(Excerpted text Opens)
Wednesday, March 02, 2005

Weaponizing Space

An excellent article in IEEE Spectrum online about weaponizing space.
One idea that it did not address is that once one nation starts putting weapons in space then others would follow quickly. There would probably be a race to gain an advantage in space. The hyper development would attract much more money and science and would probably lead to significant imprvements in technology and reductions in cost.
It may actually help to accelerate commercial use of space, including space tourism.

Here are some quotes:
(This may be long. The article is over 6000 words)
Star-Crossed
From orbiting lasers to metal rods that strike from the heavens, the potential to wage war from space raises startling possibilities—and serious problems

By Bruce M. DeBlois, Richard L. Garwin, R. Scott Kemp & Jeremy C. Marwell

No country today is known to have weapons deployed in space, and many countries oppose their development. However, at least some U.S. Pentagon officials have been arguing that the United States must now, after decades of debate, develop and deploy offensive space weapons. In fact, over the past 10 years, the U.S. government has spent billions of dollars researching and testing such weapons. If deployment became official U.S. policy, such a step would have profound--and, we feel, profoundly negative--implications for the balance of global power.
(Excerpted text Closes)
(Data listing Opens)
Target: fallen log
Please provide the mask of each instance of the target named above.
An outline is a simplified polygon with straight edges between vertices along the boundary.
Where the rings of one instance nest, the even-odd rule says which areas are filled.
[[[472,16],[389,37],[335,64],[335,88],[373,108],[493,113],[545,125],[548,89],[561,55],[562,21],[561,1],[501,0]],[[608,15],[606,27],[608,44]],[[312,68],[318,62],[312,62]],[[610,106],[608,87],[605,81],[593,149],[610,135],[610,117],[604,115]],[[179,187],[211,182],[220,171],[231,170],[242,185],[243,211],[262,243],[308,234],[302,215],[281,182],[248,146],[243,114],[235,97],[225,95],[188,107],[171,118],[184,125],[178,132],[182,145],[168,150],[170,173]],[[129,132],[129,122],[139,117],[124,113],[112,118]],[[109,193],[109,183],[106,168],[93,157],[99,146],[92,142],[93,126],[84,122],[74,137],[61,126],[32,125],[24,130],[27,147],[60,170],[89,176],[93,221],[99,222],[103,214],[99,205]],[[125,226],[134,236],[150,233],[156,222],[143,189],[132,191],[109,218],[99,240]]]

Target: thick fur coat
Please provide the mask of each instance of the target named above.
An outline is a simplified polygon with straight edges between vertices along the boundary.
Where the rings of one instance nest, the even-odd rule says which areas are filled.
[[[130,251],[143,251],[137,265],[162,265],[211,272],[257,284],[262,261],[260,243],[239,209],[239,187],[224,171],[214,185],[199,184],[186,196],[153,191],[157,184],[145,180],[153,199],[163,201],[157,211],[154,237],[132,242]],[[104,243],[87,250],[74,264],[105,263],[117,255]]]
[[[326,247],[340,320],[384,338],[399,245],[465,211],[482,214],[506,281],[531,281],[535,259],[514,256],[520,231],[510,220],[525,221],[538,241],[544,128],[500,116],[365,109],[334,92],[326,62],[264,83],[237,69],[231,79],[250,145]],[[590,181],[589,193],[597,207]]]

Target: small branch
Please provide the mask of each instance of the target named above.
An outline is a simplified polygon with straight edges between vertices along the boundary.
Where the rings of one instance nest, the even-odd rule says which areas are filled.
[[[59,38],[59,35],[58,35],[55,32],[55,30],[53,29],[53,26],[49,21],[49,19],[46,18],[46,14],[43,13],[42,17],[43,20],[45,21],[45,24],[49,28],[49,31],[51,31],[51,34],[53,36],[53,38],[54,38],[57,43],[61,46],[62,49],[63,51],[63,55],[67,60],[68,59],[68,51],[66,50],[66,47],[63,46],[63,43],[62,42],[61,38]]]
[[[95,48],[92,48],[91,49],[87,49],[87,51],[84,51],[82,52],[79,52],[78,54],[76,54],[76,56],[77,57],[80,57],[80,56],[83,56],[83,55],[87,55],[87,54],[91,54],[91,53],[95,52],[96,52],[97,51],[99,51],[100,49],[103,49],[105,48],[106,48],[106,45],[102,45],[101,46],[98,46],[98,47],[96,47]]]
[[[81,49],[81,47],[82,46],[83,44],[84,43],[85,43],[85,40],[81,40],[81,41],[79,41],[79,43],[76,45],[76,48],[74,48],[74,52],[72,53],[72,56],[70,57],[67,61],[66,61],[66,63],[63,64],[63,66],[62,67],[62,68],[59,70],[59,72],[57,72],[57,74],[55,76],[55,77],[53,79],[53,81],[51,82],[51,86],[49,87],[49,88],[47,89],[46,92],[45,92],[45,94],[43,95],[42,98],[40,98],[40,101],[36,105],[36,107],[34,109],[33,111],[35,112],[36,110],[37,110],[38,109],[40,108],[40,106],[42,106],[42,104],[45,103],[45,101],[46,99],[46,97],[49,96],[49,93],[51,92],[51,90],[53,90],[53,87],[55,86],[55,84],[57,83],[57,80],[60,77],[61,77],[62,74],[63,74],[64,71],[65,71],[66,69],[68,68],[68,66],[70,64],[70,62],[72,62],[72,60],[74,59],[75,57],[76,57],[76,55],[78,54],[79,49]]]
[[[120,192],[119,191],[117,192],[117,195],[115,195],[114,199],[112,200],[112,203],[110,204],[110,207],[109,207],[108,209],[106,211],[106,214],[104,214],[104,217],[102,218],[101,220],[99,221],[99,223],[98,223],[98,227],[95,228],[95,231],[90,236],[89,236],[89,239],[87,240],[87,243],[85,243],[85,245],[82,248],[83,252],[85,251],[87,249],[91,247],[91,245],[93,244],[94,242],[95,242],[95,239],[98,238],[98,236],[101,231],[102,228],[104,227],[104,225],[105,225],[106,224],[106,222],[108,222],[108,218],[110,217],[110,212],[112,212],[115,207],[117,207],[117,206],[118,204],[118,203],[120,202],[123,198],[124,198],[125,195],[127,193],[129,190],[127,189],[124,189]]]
(Data listing Closes)
(Data listing Opens)
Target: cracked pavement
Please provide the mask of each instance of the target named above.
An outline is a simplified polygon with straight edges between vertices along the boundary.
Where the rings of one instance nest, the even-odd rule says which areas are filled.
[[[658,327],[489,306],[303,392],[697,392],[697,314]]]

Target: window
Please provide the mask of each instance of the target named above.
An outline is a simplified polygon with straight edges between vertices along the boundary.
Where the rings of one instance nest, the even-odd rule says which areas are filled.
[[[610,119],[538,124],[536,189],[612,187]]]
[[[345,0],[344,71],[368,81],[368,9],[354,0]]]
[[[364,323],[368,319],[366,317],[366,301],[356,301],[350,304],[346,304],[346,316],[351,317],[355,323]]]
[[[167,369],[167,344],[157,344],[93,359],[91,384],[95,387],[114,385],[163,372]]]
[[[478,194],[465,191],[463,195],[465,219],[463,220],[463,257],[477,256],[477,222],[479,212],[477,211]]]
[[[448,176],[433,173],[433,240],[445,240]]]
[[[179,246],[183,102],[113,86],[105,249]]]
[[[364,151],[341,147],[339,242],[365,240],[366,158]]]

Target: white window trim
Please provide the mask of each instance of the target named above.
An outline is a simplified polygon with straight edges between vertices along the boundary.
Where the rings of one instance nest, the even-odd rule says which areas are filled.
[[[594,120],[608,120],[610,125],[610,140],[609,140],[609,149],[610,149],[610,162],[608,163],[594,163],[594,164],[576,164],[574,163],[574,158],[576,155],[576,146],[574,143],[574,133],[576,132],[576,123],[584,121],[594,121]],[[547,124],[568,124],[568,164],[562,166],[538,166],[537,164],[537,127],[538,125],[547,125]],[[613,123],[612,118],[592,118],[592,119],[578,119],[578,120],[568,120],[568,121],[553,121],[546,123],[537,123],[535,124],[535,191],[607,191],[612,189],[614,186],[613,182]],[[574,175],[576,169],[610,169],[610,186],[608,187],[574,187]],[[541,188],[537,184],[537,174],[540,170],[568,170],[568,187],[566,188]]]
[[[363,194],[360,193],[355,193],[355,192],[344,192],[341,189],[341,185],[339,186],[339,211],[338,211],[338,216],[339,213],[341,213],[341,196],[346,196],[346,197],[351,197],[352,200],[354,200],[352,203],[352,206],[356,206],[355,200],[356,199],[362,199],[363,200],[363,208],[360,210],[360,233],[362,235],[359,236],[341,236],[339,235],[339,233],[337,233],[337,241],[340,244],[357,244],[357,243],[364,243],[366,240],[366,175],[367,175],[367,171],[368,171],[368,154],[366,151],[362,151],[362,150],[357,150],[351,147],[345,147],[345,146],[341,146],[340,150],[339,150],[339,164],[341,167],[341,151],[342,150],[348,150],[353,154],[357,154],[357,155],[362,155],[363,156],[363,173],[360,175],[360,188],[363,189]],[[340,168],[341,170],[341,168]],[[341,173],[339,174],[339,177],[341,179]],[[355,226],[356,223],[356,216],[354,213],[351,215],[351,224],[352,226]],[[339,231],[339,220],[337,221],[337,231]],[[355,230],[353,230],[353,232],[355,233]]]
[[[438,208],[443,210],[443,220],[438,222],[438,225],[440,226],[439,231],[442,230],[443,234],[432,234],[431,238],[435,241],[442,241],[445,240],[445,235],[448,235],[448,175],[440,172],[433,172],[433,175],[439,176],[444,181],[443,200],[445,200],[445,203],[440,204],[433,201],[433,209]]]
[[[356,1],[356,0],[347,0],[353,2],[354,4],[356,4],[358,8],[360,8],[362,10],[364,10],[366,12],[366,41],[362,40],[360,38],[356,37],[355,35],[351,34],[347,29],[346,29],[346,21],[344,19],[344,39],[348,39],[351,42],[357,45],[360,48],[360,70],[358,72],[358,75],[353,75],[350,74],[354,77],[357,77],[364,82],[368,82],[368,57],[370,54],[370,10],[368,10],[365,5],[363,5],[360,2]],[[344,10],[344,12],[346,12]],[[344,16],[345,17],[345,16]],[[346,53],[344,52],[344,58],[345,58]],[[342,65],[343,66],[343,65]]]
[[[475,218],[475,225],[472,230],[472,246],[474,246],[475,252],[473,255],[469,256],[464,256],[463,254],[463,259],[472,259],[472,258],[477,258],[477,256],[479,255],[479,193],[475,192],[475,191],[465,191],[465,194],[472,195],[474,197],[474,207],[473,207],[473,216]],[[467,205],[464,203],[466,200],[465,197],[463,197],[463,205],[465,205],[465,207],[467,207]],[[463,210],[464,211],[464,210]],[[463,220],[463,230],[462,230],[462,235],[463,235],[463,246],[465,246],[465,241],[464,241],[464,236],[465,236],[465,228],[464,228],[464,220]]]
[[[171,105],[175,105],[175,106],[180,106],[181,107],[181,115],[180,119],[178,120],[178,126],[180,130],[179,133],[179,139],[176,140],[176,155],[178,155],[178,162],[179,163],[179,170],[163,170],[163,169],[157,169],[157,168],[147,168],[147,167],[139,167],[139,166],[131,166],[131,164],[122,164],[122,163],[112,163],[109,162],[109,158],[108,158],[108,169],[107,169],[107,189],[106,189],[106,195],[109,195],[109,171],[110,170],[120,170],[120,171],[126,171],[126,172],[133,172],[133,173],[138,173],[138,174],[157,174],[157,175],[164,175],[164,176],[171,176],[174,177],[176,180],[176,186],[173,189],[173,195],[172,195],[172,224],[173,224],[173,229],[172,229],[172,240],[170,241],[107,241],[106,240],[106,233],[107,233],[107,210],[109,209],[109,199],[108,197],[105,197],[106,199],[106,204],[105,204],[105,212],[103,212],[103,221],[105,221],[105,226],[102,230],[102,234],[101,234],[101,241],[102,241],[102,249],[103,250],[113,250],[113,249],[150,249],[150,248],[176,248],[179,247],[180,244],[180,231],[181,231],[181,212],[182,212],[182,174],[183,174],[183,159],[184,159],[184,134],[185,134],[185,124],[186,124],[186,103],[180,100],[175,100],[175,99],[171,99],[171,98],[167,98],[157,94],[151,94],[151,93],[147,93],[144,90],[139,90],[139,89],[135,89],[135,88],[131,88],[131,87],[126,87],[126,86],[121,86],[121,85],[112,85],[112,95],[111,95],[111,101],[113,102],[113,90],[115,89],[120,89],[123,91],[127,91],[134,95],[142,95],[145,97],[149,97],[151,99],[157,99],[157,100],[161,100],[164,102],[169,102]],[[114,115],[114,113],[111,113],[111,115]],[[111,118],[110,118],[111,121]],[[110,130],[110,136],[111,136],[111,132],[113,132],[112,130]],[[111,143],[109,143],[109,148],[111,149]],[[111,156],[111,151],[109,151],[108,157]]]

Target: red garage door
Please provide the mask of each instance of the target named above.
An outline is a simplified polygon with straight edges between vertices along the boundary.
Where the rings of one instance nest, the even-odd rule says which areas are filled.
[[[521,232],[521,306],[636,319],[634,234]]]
(Data listing Closes)
(Data listing Opens)
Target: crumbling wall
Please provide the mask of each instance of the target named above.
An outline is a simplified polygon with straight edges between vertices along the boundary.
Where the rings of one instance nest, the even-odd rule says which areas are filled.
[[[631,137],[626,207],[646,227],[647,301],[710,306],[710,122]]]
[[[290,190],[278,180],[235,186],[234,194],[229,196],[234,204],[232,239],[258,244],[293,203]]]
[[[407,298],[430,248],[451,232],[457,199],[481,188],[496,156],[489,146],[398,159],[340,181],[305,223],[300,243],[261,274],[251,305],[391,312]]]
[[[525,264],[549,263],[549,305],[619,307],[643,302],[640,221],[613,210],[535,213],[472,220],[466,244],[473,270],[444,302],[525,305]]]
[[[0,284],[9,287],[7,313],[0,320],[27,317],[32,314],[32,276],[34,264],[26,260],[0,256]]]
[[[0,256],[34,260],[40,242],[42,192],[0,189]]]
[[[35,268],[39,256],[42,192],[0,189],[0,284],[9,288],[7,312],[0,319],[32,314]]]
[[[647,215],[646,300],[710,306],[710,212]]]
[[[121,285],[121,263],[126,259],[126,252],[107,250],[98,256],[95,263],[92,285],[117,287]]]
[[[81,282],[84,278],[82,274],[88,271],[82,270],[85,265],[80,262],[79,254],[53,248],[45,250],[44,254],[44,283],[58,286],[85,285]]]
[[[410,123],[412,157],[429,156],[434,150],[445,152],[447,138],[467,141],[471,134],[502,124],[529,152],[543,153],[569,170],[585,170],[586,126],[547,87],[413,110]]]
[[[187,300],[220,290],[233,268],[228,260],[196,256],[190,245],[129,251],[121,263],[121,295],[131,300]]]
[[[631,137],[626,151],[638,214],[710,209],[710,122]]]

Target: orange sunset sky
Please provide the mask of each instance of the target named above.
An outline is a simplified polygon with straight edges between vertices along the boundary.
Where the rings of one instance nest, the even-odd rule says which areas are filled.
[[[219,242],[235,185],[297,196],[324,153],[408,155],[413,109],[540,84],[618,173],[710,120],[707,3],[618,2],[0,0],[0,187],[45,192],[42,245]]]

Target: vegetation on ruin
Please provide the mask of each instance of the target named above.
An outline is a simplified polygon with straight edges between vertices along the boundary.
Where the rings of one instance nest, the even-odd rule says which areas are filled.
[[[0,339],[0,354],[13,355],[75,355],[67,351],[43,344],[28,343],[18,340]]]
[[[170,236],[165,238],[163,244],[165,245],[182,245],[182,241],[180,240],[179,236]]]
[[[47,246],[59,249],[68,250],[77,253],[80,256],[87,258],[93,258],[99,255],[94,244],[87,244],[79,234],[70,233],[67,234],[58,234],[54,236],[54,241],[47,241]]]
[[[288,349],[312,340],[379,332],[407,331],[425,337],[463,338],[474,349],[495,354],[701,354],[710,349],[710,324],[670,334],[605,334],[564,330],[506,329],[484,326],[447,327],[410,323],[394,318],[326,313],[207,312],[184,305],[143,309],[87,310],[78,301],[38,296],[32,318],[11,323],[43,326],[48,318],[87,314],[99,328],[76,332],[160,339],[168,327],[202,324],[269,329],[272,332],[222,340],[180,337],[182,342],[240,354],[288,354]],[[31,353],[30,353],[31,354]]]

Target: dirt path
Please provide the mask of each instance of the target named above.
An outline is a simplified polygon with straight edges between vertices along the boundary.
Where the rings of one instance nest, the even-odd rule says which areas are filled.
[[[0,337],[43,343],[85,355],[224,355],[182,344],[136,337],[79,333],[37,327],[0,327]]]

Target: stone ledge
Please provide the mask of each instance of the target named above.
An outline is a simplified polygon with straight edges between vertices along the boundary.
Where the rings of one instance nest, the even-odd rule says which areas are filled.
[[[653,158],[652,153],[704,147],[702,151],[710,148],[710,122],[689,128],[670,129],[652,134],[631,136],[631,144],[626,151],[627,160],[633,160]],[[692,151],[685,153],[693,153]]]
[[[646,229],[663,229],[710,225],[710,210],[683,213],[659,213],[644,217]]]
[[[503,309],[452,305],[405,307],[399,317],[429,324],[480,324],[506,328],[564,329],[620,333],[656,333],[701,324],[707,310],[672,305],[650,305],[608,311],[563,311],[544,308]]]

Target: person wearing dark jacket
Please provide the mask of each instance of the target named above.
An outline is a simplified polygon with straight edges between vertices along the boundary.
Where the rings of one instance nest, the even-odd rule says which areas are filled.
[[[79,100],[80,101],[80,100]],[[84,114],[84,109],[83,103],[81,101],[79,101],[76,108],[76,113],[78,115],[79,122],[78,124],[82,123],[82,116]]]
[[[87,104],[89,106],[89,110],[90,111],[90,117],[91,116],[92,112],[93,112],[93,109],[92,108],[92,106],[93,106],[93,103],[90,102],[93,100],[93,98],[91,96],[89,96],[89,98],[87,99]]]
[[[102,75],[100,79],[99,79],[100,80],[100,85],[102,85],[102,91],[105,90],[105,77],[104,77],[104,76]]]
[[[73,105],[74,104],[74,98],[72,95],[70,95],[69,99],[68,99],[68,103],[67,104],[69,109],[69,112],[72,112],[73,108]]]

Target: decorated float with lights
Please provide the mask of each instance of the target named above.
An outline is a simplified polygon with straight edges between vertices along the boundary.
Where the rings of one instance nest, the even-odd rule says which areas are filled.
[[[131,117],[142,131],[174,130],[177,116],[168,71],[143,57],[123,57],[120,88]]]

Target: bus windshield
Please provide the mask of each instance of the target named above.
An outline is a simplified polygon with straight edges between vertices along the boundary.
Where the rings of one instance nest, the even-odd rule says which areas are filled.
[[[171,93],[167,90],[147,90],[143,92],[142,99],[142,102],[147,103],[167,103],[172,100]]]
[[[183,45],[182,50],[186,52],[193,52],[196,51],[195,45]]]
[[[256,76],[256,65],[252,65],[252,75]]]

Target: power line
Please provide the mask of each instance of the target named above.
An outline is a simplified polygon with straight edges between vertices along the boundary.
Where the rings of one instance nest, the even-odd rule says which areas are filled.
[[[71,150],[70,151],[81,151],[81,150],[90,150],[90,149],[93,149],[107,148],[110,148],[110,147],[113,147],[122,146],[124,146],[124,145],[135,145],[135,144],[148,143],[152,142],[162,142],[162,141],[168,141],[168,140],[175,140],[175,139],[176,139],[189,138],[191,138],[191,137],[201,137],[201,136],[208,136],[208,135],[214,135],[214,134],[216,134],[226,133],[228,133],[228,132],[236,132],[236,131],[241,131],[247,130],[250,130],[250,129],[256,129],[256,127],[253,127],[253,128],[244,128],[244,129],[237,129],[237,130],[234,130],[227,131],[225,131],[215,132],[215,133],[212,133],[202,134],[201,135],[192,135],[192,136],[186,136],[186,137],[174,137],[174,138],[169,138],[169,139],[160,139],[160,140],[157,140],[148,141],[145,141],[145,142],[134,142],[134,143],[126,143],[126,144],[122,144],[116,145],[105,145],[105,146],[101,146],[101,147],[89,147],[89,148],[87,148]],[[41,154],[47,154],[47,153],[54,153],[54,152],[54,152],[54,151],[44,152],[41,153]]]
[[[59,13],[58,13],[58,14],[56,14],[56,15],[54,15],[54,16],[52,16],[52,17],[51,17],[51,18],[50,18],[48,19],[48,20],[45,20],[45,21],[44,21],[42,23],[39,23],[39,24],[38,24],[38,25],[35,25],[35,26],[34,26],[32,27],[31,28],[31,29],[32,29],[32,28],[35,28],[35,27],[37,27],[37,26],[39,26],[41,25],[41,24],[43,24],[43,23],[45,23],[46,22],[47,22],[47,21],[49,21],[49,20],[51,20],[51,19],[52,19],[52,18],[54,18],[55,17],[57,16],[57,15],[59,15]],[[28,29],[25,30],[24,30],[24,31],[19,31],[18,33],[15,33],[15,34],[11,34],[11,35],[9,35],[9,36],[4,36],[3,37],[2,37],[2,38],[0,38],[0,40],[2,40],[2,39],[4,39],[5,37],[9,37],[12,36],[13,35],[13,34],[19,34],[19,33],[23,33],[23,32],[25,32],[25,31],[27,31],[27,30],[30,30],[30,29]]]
(Data listing Closes)
## [Goal of the exercise]
In the post on weaponizing space, what online publication ran the article it quotes?

## [Your solution]
IEEE Spectrum online